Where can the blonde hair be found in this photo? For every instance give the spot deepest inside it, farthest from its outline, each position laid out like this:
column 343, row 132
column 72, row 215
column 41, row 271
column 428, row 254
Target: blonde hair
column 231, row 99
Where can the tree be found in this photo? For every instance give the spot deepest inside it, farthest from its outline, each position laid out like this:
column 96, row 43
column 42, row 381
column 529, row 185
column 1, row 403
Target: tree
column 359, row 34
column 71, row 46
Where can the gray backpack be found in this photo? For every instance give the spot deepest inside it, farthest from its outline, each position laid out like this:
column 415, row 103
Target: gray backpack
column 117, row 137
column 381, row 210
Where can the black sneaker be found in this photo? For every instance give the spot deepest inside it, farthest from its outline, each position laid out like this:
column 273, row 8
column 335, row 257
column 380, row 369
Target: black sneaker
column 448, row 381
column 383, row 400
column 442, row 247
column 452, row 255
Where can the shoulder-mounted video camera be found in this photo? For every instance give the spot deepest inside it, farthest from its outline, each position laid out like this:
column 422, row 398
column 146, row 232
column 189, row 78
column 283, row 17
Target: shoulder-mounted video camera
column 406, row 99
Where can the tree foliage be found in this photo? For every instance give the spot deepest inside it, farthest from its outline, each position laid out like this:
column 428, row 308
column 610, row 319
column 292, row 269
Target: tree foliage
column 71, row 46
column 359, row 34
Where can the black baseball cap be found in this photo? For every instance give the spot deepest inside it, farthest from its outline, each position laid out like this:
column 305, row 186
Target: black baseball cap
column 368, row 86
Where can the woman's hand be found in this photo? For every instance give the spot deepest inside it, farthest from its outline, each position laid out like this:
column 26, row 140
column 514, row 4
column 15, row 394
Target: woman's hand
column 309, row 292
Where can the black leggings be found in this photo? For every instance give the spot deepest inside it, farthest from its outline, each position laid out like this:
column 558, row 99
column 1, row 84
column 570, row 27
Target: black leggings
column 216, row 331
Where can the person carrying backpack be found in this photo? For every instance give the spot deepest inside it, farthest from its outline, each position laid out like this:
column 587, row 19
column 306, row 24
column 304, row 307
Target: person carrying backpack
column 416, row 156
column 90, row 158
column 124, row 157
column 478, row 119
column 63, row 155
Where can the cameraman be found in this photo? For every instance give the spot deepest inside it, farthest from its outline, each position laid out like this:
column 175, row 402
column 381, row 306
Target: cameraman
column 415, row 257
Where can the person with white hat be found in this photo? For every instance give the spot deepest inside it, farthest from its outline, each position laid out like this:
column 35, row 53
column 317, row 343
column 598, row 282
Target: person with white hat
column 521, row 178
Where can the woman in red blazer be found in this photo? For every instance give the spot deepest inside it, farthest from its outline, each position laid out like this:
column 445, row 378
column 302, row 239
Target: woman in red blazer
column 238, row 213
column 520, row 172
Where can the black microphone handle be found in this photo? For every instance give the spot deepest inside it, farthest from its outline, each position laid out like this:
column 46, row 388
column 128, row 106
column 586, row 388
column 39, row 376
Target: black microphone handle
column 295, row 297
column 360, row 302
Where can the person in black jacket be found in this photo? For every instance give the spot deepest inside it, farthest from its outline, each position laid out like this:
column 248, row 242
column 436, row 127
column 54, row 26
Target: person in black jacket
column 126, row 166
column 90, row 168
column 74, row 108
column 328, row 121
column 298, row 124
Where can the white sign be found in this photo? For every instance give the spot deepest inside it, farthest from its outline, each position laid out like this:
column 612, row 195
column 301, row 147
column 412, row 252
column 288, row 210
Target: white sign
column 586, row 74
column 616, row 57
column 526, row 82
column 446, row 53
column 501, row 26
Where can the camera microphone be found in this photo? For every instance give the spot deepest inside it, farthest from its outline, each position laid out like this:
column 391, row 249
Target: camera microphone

======

Required task: Reproduce the listing above in full, line for line, without changing any character.

Output for this exercise:
Where can the blonde hair be found in this photo? For every instance give the spot deepest inside it, farthest from its outline, each position laid out like this:
column 343, row 132
column 72, row 215
column 41, row 271
column 428, row 254
Target: blonde hair
column 231, row 99
Where can the tree be found in this photo? For every instance give the spot deepest inside it, farthest from its outline, each position laid out like this:
column 96, row 43
column 42, row 381
column 529, row 185
column 1, row 403
Target: tree
column 359, row 34
column 71, row 46
Where can the gray backpack be found in this photo? For every instance give the spot deepest inside it, farthest from its outline, each position laid out like this:
column 415, row 103
Target: gray backpack
column 117, row 137
column 381, row 210
Where can the black sneaker be found in this photo? For every instance give the spot deepest inside it, farthest from its outline, each position laid out like this:
column 273, row 8
column 335, row 257
column 380, row 369
Target: black sneaker
column 448, row 381
column 383, row 400
column 442, row 247
column 452, row 255
Where can the shoulder-mounted video camera be found in this photo? For every instance give the spot deepest inside it, farthest from its outline, each position laid out like this:
column 422, row 398
column 146, row 232
column 189, row 78
column 283, row 17
Target: shoulder-mounted video camera
column 406, row 99
Where can the tree foliage be found in this photo? For every instance give the spot deepest inside it, farthest from its outline, each position laid out like this:
column 428, row 308
column 610, row 319
column 292, row 269
Target: tree foliage
column 71, row 46
column 359, row 34
Where can the black baseball cap be found in this photo? For every instance give the spot deepest inside it, farthest from its outline, each position laid out like this:
column 305, row 186
Target: black baseball cap
column 368, row 86
Where can the woman's hand be found in this photo? For every instance give the spot deepest inside it, farthest from its outline, each position laid out like this:
column 26, row 140
column 514, row 4
column 15, row 394
Target: woman's hand
column 309, row 292
Where can the black leggings be found in this photo? For every instance give the spot deepest inside it, farthest from its outline, each position laid out like this:
column 558, row 99
column 1, row 84
column 570, row 27
Target: black leggings
column 216, row 331
Where can the person carrying backpack be found in this photo? For every instance give the spot deepest inside it, farthest from its outline, each position laid out like this:
column 587, row 19
column 306, row 24
column 304, row 307
Target: person carrying backpack
column 416, row 156
column 90, row 158
column 124, row 157
column 478, row 119
column 63, row 155
Where can the cameraman be found in this photo? For every instance give the spot deepest inside it, farthest from its outline, each position laid out like this:
column 175, row 402
column 381, row 306
Target: cameraman
column 415, row 257
Where can the person with white hat be found in this photo? For every instance give the spot deepest inside it, farthest from its outline, each position laid out like this:
column 35, row 53
column 317, row 343
column 598, row 282
Target: person with white hat
column 521, row 178
Where can the woman in red blazer be found in this photo? For every instance give the spot deepest inside it, farthest from its outline, each position laid out like this:
column 445, row 378
column 302, row 239
Target: woman in red blazer
column 238, row 213
column 520, row 172
Where can the black microphone handle be found in this photo? For every instance give the spot deepest inside it, farthest from its outline, each position laid out like this:
column 46, row 388
column 128, row 106
column 586, row 388
column 39, row 376
Target: black microphone handle
column 295, row 297
column 360, row 302
Where can the person in black jacket be found in this photo? For every instance give the spot deepest inside it, farthest from its outline, each position laid out like this:
column 248, row 242
column 436, row 127
column 54, row 26
Target: person in black jacket
column 126, row 166
column 90, row 168
column 74, row 108
column 328, row 121
column 298, row 124
Where can the white sign be found in this photo? For every instance give the spot deepest inside it, farthest from its outline, each position laid out like this:
column 612, row 195
column 301, row 147
column 412, row 252
column 288, row 210
Target: white sign
column 586, row 74
column 616, row 57
column 526, row 82
column 446, row 53
column 501, row 26
Where can the camera microphone be found in this photo? For every instance give the spot deepest inside it, farthest from its outline, each position laid out like this:
column 391, row 249
Target: camera microphone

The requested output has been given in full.